| Your objective |
Copy all of the rows below word for word, but leave the pictures out.

:: Data provided ::

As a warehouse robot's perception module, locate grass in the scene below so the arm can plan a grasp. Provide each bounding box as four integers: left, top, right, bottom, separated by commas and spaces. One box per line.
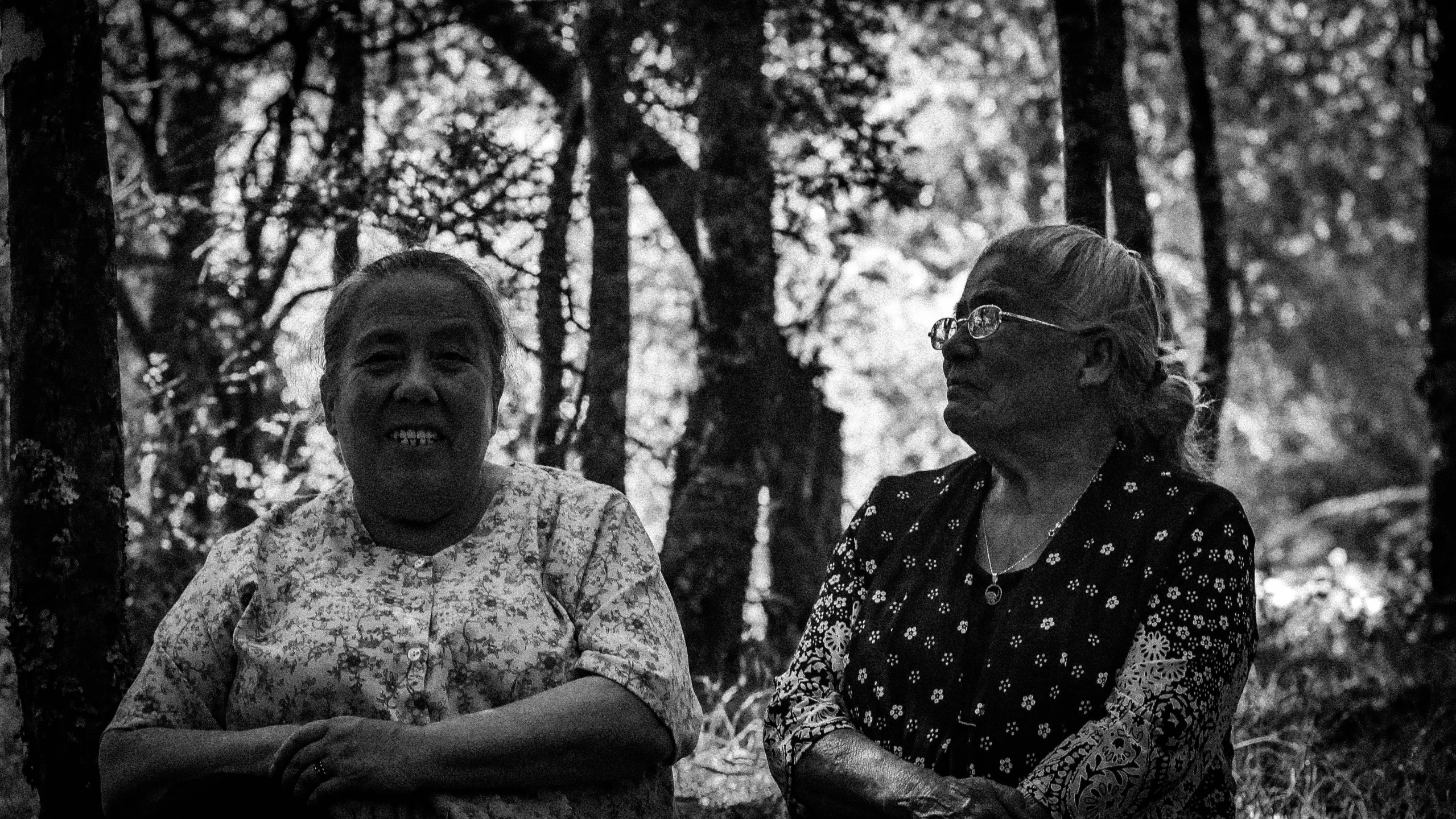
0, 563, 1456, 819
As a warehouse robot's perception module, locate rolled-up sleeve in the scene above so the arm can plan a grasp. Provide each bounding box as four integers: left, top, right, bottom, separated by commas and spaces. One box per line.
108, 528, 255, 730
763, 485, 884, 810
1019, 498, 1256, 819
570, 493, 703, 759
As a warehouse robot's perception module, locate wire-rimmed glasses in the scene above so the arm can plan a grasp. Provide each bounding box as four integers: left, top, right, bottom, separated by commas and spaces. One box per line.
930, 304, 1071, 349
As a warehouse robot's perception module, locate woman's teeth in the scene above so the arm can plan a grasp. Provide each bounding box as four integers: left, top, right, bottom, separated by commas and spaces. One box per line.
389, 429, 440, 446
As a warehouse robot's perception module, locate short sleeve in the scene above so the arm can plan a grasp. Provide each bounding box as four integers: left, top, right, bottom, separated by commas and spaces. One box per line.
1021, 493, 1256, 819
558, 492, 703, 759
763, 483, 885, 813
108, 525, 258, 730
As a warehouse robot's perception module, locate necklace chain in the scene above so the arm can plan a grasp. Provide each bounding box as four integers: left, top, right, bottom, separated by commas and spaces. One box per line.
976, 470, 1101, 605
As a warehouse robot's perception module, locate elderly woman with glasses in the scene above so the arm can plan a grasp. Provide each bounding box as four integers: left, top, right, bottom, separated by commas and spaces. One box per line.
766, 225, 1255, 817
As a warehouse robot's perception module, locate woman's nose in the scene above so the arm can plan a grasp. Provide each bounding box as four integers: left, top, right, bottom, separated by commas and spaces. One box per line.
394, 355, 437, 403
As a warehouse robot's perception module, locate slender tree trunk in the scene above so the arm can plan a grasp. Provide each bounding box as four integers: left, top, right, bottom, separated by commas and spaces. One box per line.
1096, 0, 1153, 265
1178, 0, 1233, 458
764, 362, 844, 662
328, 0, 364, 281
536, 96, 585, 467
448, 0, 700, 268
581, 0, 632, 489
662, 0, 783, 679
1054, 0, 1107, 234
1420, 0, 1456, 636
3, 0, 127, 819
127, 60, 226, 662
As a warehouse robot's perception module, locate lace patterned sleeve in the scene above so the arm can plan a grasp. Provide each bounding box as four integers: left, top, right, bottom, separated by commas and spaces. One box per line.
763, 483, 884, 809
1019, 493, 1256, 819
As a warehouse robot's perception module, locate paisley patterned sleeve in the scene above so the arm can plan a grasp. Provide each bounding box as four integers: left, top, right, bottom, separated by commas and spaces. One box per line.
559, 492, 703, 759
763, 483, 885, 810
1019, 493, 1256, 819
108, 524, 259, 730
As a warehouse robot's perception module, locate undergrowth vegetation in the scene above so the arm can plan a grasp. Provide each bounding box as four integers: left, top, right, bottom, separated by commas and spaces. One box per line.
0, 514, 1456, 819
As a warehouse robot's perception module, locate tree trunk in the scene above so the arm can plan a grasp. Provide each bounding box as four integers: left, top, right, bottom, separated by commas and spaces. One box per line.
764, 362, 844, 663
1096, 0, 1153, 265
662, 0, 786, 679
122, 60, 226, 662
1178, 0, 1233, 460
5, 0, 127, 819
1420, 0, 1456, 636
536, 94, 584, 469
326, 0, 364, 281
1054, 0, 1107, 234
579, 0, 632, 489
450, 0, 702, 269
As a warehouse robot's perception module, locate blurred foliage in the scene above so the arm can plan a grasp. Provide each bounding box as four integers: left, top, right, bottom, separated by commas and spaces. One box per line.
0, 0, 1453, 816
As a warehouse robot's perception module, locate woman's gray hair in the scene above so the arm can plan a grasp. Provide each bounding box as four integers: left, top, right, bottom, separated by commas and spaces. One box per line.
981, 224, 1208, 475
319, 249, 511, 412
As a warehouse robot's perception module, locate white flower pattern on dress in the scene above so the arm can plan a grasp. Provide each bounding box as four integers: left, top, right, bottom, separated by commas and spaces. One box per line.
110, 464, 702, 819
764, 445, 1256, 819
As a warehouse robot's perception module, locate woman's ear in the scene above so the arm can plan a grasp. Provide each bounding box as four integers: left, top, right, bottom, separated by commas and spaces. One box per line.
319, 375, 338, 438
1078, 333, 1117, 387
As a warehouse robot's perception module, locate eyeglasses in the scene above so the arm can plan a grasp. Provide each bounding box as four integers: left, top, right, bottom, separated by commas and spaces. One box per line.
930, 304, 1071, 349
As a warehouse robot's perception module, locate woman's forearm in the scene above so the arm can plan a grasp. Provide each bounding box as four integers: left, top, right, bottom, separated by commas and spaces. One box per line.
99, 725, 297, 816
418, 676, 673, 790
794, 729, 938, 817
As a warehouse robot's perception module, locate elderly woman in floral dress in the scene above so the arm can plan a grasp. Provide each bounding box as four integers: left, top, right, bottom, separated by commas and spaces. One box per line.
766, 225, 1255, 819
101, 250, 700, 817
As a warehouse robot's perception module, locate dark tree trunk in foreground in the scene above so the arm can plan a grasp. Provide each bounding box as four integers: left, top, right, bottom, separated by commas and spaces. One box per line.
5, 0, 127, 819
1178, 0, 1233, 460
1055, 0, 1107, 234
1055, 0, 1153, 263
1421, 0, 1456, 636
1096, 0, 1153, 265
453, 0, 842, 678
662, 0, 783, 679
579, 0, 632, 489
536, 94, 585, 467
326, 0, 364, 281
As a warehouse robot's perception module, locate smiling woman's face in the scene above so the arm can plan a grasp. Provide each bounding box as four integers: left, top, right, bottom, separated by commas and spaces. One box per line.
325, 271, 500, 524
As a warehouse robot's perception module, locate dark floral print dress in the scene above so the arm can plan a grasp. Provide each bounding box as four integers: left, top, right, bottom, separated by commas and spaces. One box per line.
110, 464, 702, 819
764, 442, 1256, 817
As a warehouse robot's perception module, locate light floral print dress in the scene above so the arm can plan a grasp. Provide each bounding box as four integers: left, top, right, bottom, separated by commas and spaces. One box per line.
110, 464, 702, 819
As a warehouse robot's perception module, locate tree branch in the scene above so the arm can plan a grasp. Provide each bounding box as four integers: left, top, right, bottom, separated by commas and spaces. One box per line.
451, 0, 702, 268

:::

| Correct response |
As a warehouse robot's perception module, locate grass in the scene below so the arm can plan a grasp. Provide each bounding box as four integers: left, top, right, bottom, separated by commas and spaces. One box per line.
0, 563, 1456, 819
As a warehouse robot's perception module, locate rolled-up sleeve in the scene above so the arm can plan a grasp. Provide each bounding box as four integers: left, top, right, bottom, separated by commas and spaces. One box per line.
108, 528, 255, 730
763, 485, 884, 810
1019, 498, 1256, 819
570, 493, 703, 759
As a warehouse robot's perception module, locate wire-rimmed glasses in the scene above so the arm can plan a grasp. Provide each bounding box as four integers: left, top, right, bottom, separated by commas and spaces. One box per line.
930, 304, 1071, 349
As a warehouse robot's perception module, locate woman's teeth in the scene above so the arm can plan a grasp. Provide each bounding box as four integers: left, top, right, bottom, separated by commas and spaces. One box per line.
389, 429, 440, 446
As a warehouse robot's perception module, locate short sleeve in the scene above so the arm can plan a grasp. Provide each bounding box as four integers: left, top, right, bottom, separated by commas and spaces. One box per line.
1021, 493, 1256, 819
558, 492, 703, 759
763, 483, 885, 813
108, 525, 258, 730
As a warehouse robot's perception module, locate necklace chain in the scene above so the arm can plan a grasp. Provide each bounding box as four integers: left, top, right, bottom, separated by commas and spaces. One box per line.
976, 470, 1101, 605
As a warehouse robot's perception module, locate elderly woman with glasses in the scene above so the arm can plan a grasp. Provide each bounding box as four integers: left, top, right, bottom, separated by commas and spaces. One box per line.
766, 225, 1255, 817
As a warehouse robot's perception module, locate woman's nose in the scene above so the arm can plan a grasp. Provide each bounding box as four integers: left, top, right, bottom, separated by commas and spaces. One box per line.
394, 355, 437, 403
As a warehouse robot's perception module, locate slender tree trunk in the scene above so the arm can plan a grasp. Provide each bounding box as four integers: left, top, right, bottom, separated by commas and spaces. One box per line.
1096, 0, 1153, 265
1178, 0, 1233, 458
764, 362, 844, 662
328, 0, 364, 281
536, 96, 585, 467
448, 0, 700, 268
581, 0, 632, 489
662, 0, 783, 679
1054, 0, 1107, 234
1420, 0, 1456, 636
3, 0, 127, 819
127, 60, 226, 662
As a warehouse robot's perception module, locate lace patterned sleeve in the scene above so the arm can plan a grasp. Provide each bounding box as four integers: left, top, right, bottom, separated by commas and spaces. One box per line.
763, 483, 884, 809
1019, 493, 1256, 819
As a warehouse robot's perception module, locate paisley patterned sleeve in the scene above so the arm can plan a grasp. Provide each bounding box as four integers: left, top, right, bottom, separated by commas and spaces. One box per line.
559, 492, 703, 759
763, 483, 885, 810
1019, 493, 1256, 819
108, 524, 259, 730
As a warehouse robot's perception module, locate undergrowth vegetation in the scene above so the arm can plan a grasp. Provide each bounding box as four integers: left, top, right, bottom, separated by commas and spaces. One box per line.
0, 514, 1456, 819
As a warehouse robot's perception module, locate tree trunk in the scene above so the arm can plan a grasp. Provide each bounding box as four integers: left, top, right, bottom, separated by commas and spaces. One box per line.
764, 362, 844, 663
1096, 0, 1153, 265
662, 0, 786, 679
122, 60, 226, 662
1178, 0, 1233, 460
5, 0, 127, 819
1420, 0, 1456, 636
536, 94, 584, 469
326, 0, 364, 281
1054, 0, 1107, 234
579, 0, 632, 489
450, 0, 702, 269
As a warehouse robot's perception module, locate blurred foliage in the scene above so the arm can plan a grasp. Provide each bounding box as four integers: left, top, right, bottom, separated by commas and spaces. One box per line.
0, 0, 1453, 816
As a warehouse robot's perception module, locate woman's gray hair in the scene above so the arm can plan a grasp. Provide each bounding box as four integers: left, top, right, bottom, separated by commas and spaces. One box per line.
981, 224, 1208, 475
319, 249, 511, 412
As a warehouse robot's perception module, locate white flower pattern on dress in the scene above so the arm can plan a grasp. Provide each bounding box as four integers: left, top, right, bottom, separated by commas and spaces. One box per line.
110, 464, 702, 819
764, 445, 1256, 819
As a warehouse robot's perception module, locate woman's ear in the scene above so the arm can plan a grasp. Provide each bounding box as four integers: left, top, right, bottom, separated by commas and spaces. One box per line.
319, 375, 338, 438
1078, 333, 1117, 387
As a warehouse robot's perception module, locate eyeglasses in the scene above so the arm can plan a grasp. Provide each bounding box as four integers: left, top, right, bottom, separated by commas and spaces. One box per line.
930, 304, 1071, 349
As a warehouse robot's perception module, locate woman's forearm in the scene above so the arm can plan a grasp. Provide each bounding box as four integers: left, top, right, bottom, separated by commas and spaces. One box per line.
99, 725, 297, 816
418, 676, 673, 790
794, 729, 938, 817
As a warehouse robot's perception module, locate elderly woman in floral dress in the scene above so the arm can plan a grasp. Provide each bounding box as four integers: left, top, right, bottom, separated by commas and spaces. One box per line.
766, 225, 1255, 819
101, 250, 700, 817
As a warehouse robot's perception module, locate dark tree trunk in foreground in the scene above so the arm can plan a grasp. Provide each bounding box as four integers: left, top, right, bottom, separated by commas and spaces. One box per line.
5, 0, 127, 819
1178, 0, 1233, 460
1055, 0, 1107, 234
1055, 0, 1153, 263
1421, 0, 1456, 636
1096, 0, 1153, 265
453, 0, 842, 678
662, 0, 783, 679
579, 0, 632, 489
536, 94, 585, 467
326, 0, 364, 281
As a warehouse robot's perception module, locate smiling woman's face in the scene above so the arm can plan a grasp. Provide each bounding box as four integers: left, top, right, bottom, separated by commas and spaces. One box per line.
325, 271, 500, 524
As a warehouse robot's perception module, locate dark floral print dress in the scene above so the arm can plan a grasp. Provide each bounding box as four integers: left, top, right, bottom, separated by commas and spaces. One box per line.
110, 464, 702, 819
764, 442, 1256, 817
As a warehouse robot's perception module, locate light floral print dress in the scene above so the arm can plan a grasp. Provide each bounding box as four integers: left, top, right, bottom, separated by commas and spaces. One box per line.
110, 464, 702, 819
As a warehouse robot's perception module, locate tree branch in the scene above so the arm can plan a grasp. Provide each bounding box as four integers: left, top, right, bottom, separated by commas and spaces. One box per line.
451, 0, 702, 268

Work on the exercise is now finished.